## What you are asked to do
Pick out each line in the data below that contains the string "dark", treating uppercase and lowercase as distinct.

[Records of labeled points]
* * * * * * *
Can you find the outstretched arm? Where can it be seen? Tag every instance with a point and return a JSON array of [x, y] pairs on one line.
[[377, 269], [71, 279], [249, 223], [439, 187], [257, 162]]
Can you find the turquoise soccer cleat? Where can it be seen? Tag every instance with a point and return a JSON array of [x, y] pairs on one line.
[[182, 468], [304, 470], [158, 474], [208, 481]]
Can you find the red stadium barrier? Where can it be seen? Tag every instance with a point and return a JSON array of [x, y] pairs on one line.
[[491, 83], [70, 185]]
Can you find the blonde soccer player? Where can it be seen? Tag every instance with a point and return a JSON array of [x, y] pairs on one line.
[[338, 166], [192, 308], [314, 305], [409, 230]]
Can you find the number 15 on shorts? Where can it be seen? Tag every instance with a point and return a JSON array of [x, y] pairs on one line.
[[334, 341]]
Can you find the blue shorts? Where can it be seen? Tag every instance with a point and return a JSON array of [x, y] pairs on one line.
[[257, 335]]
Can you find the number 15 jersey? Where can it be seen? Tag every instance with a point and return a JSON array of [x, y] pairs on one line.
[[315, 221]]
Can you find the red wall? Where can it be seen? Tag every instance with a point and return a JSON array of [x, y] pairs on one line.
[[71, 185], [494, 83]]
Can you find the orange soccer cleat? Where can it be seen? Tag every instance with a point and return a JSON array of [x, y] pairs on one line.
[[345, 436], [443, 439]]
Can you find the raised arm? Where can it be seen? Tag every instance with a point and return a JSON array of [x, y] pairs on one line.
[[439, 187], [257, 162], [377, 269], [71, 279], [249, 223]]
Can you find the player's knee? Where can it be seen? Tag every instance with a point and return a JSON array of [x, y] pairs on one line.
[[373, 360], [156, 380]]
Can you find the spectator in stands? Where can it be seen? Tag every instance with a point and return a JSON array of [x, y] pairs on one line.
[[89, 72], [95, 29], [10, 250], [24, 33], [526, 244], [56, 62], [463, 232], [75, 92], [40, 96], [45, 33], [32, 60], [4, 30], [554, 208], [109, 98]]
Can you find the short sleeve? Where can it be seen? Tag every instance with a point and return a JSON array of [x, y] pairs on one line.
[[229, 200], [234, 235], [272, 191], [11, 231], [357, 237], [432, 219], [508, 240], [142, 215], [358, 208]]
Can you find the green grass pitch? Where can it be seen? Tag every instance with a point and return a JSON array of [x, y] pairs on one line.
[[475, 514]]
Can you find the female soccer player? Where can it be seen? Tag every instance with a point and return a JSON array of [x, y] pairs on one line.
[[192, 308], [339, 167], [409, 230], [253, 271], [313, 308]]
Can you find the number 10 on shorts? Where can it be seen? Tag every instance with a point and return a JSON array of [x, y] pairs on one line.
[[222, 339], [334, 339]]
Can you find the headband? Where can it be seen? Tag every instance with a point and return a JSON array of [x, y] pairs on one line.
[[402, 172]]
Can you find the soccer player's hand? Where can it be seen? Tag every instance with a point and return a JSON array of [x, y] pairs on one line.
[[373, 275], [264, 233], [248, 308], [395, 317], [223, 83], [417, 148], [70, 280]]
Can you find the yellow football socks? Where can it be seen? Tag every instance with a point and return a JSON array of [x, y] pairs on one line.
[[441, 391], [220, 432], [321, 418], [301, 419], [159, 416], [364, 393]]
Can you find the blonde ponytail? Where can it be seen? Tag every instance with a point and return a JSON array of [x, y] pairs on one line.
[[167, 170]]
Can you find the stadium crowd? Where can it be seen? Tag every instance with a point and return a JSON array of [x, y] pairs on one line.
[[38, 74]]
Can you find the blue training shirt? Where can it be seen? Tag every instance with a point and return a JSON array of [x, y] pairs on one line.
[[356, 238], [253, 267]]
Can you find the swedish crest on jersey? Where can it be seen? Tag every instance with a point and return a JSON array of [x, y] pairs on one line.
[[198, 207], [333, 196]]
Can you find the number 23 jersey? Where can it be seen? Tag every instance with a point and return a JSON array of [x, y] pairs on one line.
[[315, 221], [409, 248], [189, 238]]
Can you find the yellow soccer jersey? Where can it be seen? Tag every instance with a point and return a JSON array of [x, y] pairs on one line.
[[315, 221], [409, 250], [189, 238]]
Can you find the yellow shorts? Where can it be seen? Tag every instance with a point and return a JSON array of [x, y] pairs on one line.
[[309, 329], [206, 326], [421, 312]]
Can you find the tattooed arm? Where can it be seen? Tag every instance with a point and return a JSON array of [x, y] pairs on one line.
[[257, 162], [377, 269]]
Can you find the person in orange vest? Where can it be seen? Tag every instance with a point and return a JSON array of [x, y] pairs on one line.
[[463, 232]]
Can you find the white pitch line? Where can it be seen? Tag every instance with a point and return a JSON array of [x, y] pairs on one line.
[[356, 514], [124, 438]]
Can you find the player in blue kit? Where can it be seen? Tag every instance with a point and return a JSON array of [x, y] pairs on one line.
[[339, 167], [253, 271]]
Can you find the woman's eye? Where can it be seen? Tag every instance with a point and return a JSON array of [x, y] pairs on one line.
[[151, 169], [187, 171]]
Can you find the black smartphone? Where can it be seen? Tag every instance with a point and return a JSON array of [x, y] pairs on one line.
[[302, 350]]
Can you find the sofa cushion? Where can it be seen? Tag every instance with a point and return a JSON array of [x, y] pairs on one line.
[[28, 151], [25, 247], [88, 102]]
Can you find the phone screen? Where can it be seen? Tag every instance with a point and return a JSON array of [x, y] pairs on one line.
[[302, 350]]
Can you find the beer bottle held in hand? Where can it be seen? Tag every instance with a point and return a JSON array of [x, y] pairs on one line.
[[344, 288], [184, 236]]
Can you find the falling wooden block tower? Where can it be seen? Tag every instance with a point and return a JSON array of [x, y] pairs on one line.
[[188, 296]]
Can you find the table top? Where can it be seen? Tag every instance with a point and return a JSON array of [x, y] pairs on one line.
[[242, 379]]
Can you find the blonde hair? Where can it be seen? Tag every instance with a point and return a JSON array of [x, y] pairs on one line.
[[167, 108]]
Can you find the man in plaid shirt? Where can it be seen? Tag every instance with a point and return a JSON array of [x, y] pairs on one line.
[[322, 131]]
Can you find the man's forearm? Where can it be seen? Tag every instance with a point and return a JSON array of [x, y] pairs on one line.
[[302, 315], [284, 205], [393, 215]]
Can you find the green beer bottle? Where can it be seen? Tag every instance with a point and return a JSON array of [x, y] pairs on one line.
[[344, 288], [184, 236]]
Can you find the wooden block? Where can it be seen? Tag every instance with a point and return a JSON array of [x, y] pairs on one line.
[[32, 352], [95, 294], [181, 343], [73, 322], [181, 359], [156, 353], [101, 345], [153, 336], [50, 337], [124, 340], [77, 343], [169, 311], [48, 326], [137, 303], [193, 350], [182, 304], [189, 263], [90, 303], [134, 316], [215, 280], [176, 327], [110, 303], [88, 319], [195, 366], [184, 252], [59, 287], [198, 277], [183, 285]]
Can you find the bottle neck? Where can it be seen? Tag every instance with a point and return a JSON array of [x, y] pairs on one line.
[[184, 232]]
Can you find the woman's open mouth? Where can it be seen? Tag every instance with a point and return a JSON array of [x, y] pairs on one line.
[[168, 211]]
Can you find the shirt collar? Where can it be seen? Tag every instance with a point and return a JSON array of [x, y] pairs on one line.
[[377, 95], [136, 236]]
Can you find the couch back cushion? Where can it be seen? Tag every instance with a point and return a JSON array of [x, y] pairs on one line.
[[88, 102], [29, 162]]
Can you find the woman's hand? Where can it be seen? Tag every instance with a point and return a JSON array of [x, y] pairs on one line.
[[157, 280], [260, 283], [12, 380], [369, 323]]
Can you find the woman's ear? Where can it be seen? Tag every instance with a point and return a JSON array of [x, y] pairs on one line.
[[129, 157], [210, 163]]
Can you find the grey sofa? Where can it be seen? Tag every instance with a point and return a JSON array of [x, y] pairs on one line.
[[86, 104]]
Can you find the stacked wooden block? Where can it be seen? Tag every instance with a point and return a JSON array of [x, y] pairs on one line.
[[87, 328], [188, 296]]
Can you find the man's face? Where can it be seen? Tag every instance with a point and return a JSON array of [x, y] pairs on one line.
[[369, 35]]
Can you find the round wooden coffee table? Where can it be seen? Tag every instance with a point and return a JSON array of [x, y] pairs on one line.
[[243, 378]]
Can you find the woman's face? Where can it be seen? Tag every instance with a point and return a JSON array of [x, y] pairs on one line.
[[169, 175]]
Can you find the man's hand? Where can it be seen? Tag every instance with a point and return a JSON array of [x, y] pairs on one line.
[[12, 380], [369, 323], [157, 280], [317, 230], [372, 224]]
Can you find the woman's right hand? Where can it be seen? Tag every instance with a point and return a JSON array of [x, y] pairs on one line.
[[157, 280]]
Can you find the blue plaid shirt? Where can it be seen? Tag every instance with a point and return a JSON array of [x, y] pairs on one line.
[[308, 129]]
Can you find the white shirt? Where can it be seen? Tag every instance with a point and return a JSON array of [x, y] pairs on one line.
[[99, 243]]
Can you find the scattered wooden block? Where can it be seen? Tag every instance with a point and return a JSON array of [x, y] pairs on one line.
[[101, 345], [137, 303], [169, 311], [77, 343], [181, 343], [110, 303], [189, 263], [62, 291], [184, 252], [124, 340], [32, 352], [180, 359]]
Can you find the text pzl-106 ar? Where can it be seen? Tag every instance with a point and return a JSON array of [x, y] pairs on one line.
* * * * * * *
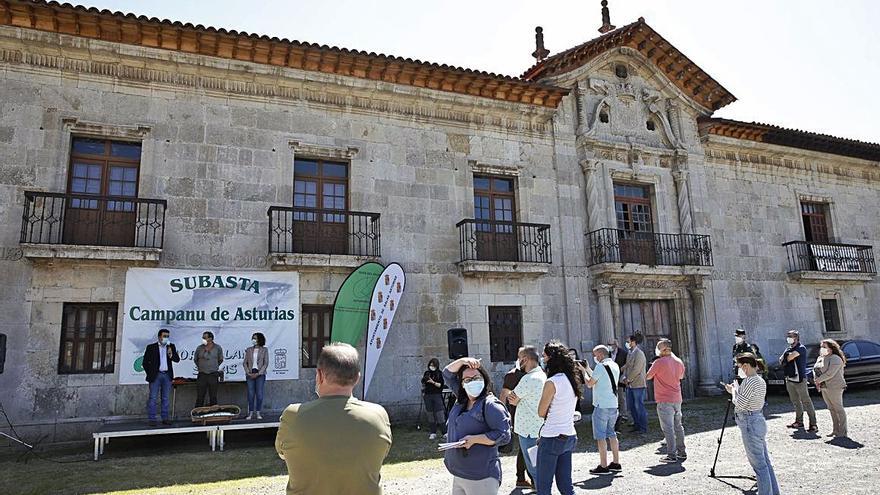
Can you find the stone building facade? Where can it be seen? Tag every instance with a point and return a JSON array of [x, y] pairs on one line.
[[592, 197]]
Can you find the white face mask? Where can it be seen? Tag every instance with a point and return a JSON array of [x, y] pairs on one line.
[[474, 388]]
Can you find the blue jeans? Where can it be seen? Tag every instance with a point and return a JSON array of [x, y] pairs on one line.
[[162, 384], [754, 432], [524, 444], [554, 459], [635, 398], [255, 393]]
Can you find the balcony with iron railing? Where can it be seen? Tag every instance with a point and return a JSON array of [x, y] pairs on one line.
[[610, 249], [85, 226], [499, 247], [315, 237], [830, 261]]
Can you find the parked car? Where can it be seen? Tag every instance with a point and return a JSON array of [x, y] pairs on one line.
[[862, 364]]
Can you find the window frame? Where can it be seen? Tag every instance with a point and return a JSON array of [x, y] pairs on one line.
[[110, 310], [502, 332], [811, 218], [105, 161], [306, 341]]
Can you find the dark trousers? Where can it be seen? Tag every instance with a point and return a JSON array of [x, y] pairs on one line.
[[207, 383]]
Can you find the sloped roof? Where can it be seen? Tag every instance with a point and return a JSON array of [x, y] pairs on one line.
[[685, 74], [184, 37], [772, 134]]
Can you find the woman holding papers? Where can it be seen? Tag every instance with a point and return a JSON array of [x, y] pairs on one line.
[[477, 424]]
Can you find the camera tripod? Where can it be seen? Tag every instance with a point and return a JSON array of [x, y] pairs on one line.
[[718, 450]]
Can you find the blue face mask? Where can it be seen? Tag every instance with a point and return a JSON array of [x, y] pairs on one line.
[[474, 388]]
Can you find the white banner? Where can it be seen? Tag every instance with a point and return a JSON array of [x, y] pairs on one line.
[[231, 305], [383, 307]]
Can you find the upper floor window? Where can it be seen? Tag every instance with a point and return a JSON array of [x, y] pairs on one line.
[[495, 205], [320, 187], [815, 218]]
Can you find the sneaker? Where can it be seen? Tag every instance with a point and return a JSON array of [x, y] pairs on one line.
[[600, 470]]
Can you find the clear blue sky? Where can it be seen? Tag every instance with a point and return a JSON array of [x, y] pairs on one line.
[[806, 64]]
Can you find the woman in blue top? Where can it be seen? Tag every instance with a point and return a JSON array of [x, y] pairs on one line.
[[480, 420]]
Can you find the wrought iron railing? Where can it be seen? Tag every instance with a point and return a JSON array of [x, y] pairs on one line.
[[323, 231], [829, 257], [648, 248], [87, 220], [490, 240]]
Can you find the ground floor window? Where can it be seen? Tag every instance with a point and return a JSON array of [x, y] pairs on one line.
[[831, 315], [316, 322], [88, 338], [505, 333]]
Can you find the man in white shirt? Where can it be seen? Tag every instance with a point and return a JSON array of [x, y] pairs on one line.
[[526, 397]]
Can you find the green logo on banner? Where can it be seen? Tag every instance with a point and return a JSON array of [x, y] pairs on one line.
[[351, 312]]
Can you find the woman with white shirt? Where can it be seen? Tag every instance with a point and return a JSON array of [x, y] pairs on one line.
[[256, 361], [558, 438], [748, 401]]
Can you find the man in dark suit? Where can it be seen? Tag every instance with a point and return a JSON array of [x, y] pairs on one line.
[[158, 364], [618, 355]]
* * * * * * *
## Exercise answer
Can you find the dark trousers? Where can it be seen? Tag every instance with a point and return a JSON array of [x, y] pairs on one line.
Can you find the man in dark suit? Where can it be seen? Tag every instance with a point and return a JSON array of [x, y] pairs on one line.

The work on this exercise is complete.